• Work to do: Copy the listing from its first line through the line containing "48), (180, 45)]", swapping every "outline" for "contour" and leaving everything else unchanged.

• Exercise input:
=======
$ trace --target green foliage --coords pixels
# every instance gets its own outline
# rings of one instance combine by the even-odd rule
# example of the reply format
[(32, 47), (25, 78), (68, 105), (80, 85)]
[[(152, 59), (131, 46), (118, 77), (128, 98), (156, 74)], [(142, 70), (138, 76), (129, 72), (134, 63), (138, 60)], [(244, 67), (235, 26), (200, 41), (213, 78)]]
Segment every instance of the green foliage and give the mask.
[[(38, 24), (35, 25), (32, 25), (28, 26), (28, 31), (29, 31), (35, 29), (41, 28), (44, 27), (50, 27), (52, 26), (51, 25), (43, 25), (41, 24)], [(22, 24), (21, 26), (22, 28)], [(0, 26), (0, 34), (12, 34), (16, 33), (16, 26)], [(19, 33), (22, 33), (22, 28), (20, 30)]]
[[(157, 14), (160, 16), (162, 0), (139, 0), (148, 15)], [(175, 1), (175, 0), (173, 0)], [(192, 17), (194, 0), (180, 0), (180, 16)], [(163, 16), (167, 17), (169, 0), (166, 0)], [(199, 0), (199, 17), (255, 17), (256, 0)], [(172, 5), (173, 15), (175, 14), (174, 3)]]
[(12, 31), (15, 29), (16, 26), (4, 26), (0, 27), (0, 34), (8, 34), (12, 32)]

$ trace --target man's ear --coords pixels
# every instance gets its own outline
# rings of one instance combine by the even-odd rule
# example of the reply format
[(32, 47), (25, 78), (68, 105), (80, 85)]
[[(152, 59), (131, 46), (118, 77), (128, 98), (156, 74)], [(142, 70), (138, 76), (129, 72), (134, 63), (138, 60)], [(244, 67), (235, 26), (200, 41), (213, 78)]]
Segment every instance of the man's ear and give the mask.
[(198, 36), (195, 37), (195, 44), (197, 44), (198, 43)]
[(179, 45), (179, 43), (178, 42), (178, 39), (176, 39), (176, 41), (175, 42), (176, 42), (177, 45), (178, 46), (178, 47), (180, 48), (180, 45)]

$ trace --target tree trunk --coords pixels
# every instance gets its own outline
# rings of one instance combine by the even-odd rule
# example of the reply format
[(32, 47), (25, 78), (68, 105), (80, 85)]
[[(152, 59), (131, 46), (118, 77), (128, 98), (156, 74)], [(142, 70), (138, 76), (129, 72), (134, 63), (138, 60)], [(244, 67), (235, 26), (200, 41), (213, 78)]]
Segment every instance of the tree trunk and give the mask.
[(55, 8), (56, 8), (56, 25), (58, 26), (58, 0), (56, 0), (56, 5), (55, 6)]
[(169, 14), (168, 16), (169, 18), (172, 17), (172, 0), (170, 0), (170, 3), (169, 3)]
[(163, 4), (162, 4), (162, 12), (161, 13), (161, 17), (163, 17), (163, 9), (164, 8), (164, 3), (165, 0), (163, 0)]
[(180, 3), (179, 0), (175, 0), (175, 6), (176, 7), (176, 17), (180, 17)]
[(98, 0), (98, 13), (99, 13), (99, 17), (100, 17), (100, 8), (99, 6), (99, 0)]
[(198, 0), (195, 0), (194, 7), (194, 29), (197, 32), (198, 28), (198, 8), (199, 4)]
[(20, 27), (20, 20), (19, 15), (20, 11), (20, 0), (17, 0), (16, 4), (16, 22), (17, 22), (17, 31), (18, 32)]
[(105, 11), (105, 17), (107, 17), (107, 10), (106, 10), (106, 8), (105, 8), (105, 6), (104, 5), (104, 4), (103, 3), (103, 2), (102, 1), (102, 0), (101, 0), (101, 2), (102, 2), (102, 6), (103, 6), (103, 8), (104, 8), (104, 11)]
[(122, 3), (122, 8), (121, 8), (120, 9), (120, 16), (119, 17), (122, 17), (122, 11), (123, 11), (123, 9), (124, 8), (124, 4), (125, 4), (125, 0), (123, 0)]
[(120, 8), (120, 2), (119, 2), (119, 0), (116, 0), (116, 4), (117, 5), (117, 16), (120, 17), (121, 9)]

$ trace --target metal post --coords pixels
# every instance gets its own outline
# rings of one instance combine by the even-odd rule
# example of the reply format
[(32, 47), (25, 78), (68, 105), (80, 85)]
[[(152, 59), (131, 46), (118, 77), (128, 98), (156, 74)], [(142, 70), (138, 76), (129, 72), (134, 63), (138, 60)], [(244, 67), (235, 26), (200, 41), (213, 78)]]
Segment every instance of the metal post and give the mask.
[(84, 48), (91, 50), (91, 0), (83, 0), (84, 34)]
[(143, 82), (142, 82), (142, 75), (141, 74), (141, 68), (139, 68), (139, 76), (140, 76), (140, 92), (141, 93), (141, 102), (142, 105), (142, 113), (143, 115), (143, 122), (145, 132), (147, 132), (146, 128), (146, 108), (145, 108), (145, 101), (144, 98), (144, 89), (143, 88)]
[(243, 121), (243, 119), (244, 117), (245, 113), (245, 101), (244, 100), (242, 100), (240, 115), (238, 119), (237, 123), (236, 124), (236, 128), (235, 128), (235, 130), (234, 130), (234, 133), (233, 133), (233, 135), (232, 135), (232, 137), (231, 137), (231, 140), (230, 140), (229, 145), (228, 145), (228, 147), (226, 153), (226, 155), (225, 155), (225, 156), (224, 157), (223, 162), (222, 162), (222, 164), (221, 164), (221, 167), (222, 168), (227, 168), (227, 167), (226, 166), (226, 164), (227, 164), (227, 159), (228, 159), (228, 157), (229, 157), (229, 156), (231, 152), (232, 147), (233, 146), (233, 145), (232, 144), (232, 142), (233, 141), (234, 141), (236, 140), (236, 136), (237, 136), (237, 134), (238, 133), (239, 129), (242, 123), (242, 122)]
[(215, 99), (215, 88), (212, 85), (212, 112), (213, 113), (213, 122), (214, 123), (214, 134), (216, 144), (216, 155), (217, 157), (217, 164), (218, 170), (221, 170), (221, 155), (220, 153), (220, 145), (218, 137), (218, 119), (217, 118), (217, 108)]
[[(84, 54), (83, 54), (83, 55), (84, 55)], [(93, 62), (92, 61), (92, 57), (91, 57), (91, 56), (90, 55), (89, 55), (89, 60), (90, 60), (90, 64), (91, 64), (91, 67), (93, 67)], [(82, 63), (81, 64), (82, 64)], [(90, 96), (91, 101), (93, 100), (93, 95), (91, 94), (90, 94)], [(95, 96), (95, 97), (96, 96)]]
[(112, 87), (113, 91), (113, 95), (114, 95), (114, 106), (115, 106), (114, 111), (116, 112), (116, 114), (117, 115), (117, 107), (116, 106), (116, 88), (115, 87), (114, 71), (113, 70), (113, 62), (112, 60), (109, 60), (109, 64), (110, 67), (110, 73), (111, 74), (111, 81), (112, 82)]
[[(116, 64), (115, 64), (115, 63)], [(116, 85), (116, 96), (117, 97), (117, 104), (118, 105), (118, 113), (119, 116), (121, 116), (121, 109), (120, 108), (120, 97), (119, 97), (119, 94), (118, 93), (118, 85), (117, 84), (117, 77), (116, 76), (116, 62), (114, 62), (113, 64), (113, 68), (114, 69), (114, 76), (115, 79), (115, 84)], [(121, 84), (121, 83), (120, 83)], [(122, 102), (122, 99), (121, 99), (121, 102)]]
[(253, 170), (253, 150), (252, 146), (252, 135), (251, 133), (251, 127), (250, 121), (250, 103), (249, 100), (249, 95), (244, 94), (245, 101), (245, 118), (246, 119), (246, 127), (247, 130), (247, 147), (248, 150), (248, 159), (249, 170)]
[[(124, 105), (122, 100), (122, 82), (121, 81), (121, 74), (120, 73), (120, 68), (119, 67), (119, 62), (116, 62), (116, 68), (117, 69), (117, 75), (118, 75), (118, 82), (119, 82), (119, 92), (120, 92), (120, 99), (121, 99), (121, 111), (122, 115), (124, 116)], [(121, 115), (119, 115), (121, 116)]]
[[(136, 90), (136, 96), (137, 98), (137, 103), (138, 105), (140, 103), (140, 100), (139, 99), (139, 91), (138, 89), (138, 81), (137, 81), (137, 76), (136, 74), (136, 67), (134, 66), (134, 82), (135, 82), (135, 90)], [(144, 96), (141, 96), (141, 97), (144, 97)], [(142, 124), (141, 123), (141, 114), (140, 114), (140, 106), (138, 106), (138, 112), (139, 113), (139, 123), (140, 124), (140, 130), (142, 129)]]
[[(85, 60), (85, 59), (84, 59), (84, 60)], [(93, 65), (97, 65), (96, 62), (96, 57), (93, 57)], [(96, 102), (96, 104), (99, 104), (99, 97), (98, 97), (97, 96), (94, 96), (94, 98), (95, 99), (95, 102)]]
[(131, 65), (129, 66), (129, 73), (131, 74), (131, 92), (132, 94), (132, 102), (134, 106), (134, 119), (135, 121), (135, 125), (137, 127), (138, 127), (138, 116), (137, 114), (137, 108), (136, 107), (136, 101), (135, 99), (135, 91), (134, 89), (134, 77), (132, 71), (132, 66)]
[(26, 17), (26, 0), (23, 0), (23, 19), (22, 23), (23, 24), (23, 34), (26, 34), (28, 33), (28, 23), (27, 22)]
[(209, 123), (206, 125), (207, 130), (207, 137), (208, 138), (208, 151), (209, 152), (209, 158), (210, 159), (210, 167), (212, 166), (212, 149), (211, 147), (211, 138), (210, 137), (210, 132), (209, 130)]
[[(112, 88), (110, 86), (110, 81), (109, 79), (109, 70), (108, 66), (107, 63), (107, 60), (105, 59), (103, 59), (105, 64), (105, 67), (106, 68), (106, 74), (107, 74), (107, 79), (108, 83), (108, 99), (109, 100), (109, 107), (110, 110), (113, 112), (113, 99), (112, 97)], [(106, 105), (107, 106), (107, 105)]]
=======
• Correct answer:
$ trace --target green foliage --coords pixels
# every instance gets its own contour
# rings of one instance combine by the even-odd rule
# example of the reply format
[(32, 47), (25, 78), (68, 105), (80, 85)]
[[(152, 59), (131, 46), (118, 77), (128, 98), (156, 74)], [(142, 70), (138, 76), (129, 72), (134, 63), (138, 60)], [(244, 67), (235, 26), (200, 41), (213, 78)]]
Segment every instance of the green foliage and give the mask.
[[(38, 24), (35, 25), (32, 25), (28, 26), (28, 31), (29, 31), (35, 29), (41, 28), (44, 27), (50, 27), (52, 26), (51, 25), (43, 25), (41, 24)], [(22, 24), (21, 26), (22, 28)], [(0, 26), (0, 34), (12, 34), (16, 33), (16, 26)], [(19, 33), (22, 33), (22, 28), (20, 30)]]
[[(157, 14), (160, 16), (162, 0), (139, 0), (148, 15)], [(175, 1), (175, 0), (173, 0)], [(192, 17), (194, 0), (180, 0), (180, 16)], [(163, 16), (167, 17), (169, 0), (166, 0)], [(199, 0), (199, 17), (255, 17), (256, 0)], [(172, 5), (173, 15), (175, 14), (174, 3)]]
[(12, 31), (15, 29), (16, 26), (4, 26), (0, 27), (0, 34), (8, 34), (12, 32)]

$ trace --target man's ear --coords pixels
# every instance gets its own contour
# rings of one instance combine by the even-odd rule
# example of the reply format
[(32, 47), (25, 78), (68, 105), (80, 85)]
[[(152, 59), (131, 46), (118, 77), (128, 98), (156, 74)], [(142, 70), (138, 76), (129, 72), (134, 63), (138, 60)], [(244, 67), (235, 26), (200, 41), (213, 78)]]
Segment every instance of the man's ear and give the mask.
[(198, 36), (195, 37), (195, 44), (197, 44), (198, 43)]
[(179, 45), (179, 43), (178, 42), (178, 39), (176, 39), (176, 41), (175, 42), (176, 42), (177, 45), (178, 46), (178, 47), (180, 48), (180, 45)]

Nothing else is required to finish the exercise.